:: Document section ::

— BEGIN —

Differentiation#

# import all python add-ons etc that will be needed later on
%matplotlib inline
import numpy as np
import matplotlib.pyplot as plt
from sympy import *
init_printing()                      # allows printing of SymPy results in typeset maths format
plt.rcParams.update({'font.size': 14})  # set font size for plots


1 Concepts#

Differentiation allows us to obtain the ‘slope’, or gradient, of a function or the rate of change of some quantity with time. Integration allows us to obtain the area under a curve, and this is described fully in the next chapter. Differentiation and integration are shown in pictorial form below for any regular function $$f(x)$$. By regular is meant a well-behaved function without discontinuities at some value of $$x$$.

The differential of the function produces the gradient at the point specified, $$a$$ in Fig. 1, and clearly by moving a along the axis to the right the slope will vary from its negative value, as shown, become zero, when the line is horizontal at the bottom of the curve, and then become positive. The definite integral is the area between $$a$$ and $$b$$ and clearly grows or shrinks if $$b$$ is moved along the $$x$$-axis with $$a$$ fixed in place. When evaluated the integral is a number.

Fig. 1 Left: Differentiation determines the slope at point $$a$$. Right: Integration from $$a$$ to $$b$$ gives the area under the curve.

The relationship between differentiation, $$\displaystyle \frac{df}{dx}$$, and integration, $$\displaystyle \int_a^b f(x)dx$$, of an expression $$f(x)$$ is shown below: moving to the left is differentiation; to the right integration.

$\displaystyle \frac{df}{dx} \underset {always}{\stackrel {sometimes} {\Large{\rightleftharpoons} }}f(x) \underset {always}{\stackrel {sometimes} {\Large{\rightleftharpoons} }} \int_a^b f(x)dx \tag{1}$

Even if we assume that it will always be possible to differentiate our function $$f(x)$$ it will not always be possible to integrate it algebraically, although this can be done numerically. Integrating $$df/dx$$ is equivalent to solving a differential equation and these are met primarily in chemical kinetics, quantum mechanics, and dynamics. Before working out the details of differentiation, the effect that a small change in $$x$$ and $$y$$ has on an expression is examined, and this will lead naturally into differentiation.

— END —

Records from a collection
— BEGIN —

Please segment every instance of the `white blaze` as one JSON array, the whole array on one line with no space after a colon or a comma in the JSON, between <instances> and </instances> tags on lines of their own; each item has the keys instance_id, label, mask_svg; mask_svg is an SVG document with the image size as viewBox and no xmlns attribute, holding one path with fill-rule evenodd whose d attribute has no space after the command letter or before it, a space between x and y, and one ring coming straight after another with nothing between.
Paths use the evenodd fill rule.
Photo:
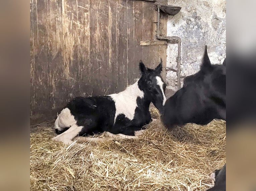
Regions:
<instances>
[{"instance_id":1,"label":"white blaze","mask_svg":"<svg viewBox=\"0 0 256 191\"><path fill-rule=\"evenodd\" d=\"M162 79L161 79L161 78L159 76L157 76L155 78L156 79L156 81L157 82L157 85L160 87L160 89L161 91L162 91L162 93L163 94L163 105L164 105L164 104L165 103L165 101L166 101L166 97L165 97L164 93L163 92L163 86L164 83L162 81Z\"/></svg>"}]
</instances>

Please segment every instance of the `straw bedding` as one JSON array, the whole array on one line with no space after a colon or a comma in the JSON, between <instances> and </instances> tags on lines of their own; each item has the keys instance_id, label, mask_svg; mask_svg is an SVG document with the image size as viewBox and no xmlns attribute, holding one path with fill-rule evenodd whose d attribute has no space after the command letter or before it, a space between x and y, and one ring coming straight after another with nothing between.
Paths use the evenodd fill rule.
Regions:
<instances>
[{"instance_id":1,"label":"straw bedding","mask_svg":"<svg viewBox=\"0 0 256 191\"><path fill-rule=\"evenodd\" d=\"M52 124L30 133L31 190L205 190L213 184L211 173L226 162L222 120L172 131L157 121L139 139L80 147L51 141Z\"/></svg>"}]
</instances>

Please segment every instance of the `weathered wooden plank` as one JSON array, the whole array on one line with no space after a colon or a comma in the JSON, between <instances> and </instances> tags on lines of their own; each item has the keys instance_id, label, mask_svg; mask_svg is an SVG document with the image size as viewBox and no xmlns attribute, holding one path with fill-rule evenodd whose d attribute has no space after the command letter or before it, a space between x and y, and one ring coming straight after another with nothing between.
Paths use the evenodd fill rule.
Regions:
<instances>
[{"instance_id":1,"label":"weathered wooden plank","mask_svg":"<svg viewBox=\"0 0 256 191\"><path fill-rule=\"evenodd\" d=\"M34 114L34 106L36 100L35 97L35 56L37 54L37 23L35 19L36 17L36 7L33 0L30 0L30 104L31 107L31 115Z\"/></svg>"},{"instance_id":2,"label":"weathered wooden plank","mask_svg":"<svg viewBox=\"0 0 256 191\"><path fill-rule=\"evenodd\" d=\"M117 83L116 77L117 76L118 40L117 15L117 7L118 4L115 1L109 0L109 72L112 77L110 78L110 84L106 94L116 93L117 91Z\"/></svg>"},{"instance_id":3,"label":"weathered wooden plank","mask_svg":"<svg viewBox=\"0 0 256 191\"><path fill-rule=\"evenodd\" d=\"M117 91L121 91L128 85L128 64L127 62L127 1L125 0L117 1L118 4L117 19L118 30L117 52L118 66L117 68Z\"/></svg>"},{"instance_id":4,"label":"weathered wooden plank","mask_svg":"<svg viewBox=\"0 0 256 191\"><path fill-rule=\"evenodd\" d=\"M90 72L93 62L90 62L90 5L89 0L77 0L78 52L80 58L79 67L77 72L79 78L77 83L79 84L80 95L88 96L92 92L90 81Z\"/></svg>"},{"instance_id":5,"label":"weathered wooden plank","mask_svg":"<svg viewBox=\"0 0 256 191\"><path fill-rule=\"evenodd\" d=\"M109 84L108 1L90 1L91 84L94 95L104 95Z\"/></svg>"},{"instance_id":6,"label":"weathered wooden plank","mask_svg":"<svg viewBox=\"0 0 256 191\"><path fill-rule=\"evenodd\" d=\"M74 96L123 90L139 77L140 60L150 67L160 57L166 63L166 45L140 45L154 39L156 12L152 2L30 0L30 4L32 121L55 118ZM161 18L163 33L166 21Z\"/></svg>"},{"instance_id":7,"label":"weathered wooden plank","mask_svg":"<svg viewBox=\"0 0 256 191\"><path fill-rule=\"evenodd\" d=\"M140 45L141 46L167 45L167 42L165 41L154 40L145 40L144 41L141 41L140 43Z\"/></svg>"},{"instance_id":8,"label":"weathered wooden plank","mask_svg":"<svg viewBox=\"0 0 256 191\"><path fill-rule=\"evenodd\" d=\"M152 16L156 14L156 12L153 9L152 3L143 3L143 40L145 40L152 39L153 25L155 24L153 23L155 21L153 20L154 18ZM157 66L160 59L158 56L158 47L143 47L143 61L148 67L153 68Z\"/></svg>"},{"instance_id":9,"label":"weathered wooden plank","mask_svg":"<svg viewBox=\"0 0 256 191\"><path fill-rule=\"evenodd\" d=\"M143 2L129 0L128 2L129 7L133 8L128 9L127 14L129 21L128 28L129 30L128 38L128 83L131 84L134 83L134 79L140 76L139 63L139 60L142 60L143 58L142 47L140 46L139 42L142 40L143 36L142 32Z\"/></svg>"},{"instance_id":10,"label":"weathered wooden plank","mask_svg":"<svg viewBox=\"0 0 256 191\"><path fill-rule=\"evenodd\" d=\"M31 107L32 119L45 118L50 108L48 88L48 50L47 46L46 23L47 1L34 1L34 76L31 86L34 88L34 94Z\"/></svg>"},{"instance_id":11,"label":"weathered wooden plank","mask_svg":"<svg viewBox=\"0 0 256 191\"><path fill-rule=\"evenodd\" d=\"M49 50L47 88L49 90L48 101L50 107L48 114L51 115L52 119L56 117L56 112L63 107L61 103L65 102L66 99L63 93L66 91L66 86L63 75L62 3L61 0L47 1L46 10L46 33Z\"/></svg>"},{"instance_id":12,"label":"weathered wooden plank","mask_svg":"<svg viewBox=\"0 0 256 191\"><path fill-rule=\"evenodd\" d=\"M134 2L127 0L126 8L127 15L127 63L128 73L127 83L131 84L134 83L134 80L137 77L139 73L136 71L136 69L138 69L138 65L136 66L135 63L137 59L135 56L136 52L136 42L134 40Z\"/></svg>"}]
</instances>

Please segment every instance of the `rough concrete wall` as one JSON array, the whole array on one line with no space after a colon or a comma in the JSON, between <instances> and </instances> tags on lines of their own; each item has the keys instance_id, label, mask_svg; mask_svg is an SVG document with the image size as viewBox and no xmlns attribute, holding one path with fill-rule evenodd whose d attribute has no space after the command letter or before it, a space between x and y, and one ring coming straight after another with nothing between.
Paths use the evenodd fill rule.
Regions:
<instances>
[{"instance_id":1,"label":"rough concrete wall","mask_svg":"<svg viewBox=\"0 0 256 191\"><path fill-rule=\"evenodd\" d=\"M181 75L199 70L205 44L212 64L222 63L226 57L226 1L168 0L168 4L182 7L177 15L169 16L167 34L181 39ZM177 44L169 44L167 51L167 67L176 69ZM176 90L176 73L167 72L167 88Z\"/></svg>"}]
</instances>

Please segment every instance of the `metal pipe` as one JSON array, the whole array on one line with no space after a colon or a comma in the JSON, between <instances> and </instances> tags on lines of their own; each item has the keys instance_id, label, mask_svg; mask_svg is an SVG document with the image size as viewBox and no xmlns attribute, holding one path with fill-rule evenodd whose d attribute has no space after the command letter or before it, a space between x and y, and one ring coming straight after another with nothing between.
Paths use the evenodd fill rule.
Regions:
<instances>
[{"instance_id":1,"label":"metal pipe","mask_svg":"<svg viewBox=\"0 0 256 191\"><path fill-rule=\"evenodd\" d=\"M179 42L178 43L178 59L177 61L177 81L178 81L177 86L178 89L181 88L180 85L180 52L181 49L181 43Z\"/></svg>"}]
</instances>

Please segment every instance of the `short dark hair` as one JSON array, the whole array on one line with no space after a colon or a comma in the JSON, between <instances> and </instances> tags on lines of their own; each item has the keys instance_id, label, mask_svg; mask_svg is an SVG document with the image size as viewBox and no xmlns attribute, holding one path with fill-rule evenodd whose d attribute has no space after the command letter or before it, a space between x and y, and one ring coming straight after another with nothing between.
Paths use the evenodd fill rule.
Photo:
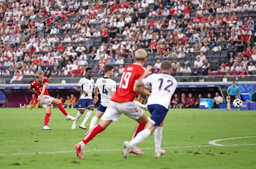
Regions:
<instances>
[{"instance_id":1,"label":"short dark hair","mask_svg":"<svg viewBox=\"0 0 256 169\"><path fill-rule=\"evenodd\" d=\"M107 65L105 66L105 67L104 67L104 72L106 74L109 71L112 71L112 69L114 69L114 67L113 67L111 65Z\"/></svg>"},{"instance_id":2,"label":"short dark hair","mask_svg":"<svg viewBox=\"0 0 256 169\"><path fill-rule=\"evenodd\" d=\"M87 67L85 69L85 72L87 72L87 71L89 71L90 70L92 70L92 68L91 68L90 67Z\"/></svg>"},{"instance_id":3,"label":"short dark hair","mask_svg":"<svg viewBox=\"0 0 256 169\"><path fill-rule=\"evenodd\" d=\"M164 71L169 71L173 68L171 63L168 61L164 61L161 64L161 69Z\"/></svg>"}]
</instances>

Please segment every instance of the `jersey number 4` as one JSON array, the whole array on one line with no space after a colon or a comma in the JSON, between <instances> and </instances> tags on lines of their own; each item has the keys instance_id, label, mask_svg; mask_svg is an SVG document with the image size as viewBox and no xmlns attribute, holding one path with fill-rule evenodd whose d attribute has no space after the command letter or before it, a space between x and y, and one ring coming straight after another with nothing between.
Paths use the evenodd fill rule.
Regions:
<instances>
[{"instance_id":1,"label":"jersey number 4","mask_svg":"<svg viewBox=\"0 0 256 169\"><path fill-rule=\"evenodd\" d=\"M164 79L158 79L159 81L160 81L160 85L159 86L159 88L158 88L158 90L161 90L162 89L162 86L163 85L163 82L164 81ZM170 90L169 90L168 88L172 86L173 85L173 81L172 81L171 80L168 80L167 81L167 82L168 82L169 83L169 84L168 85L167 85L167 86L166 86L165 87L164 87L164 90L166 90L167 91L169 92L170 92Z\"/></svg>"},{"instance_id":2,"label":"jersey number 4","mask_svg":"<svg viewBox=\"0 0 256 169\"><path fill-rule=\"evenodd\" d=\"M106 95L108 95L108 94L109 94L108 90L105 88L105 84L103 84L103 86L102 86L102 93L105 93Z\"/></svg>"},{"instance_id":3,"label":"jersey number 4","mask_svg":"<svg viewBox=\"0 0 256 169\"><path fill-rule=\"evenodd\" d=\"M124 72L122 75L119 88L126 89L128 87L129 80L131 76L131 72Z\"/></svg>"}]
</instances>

— END —

:: Problems to work on ::
[A] According to the differentiation text, in which fields are differential equations mainly met?
[B] Continue the differentiation text from its final sentence.

:: Exercise answers ::
[A] Chemical kinetics, quantum mechanics, and dynamics.

[B]
2.1 Gradient calculated from small changes in $$x$$ and $$y$$#

A straight line with equation $$y = mx + c$$ has a constant slope $$m$$, which is the change in $$y$$ divided by change in $$x$$, or $$\delta y/\delta x$$ for any interval $$\delta x$$. However, most functions are more interesting than the straight line; a parabola for example, $$y = mx^2 + c$$, has a gradient that changes with $$x$$ and the value $$\delta y/\delta x$$ is now clearly going to depend upon how small $$\delta x$$ and $$\delta y$$ are and where $$x$$ is on the curve. If $$\delta x$$ is made infinitesimally small, the gradient exactly at position $$x$$ is obtained and this is what is achieved with differentiation.

In Fig. 2, the curve is a parabola with the equation $$y = x^2 + 1$$. The slope in the region P to Q is $$\delta y/\delta x$$. The point P has coordinates $$(2, 5)$$ and if $$\delta x = 0.3$$ then the point Q is $$(x, y) = (2.3, 2.32 + 1)$$, making $$\delta y = 1.29$$ and $$\delta y/\delta x = 4.3$$. Similarly, the slope can be calculated starting at any other point on the curve. As $$\delta x$$ is small but finite, the gradient is the average over the range $$\delta x$$, and if $$f(x)$$ is any (normal) function such as $$x^2 + 1$$, then its slope is given by

$\displaystyle \frac{\delta y}{\delta x}=\frac{f(x+\delta x)-f(x)}{\delta x} \tag{2}$

but this only approximately measures the true slope, which is obtained when $$\delta x \to 0$$.

Figure 2. Construction of a gradient on a curve.

The slope can also be interpreted in trigonometric terms (see fig 2) because in any right-angled triangle, such as $$PQR$$, $$\tan(\theta) = QR/RP$$ , where $$\theta$$ is $$\angle QPR$$ and therefore the gradient is also

$\displaystyle \tan(\theta) =\frac{\delta y}{\delta x}=\frac{ f(x + \delta x) - f(x)}{\delta x}$

In the limit that $$\delta x \to 0$$ then

$\displaystyle \frac{dy}{dx}={\underset{\delta x\to 0}\lim}\frac{ f(x + \delta x) - f(x)}{\delta x}$

which is the basic equation to determine a derivative. The next steps, described below, illustrate how a variety of different functions are differentiated and sets out the rules for doing this for a whole variety of different functions.

We can also write $$\displaystyle f(x+\delta x)\approx f(x) +\frac{dy}{dx}\delta(x)$$,

which can sometimes be useful, see chapter 10 (differential equations) section 3.1(viii).

Note that eqn 2 could is also written as

$\displaystyle \frac{\delta f(x)}{\delta x}=\frac{f(x+\delta x)-f(x)}{\delta x} \tag{2a}$

because $$y\equiv f(x)$$.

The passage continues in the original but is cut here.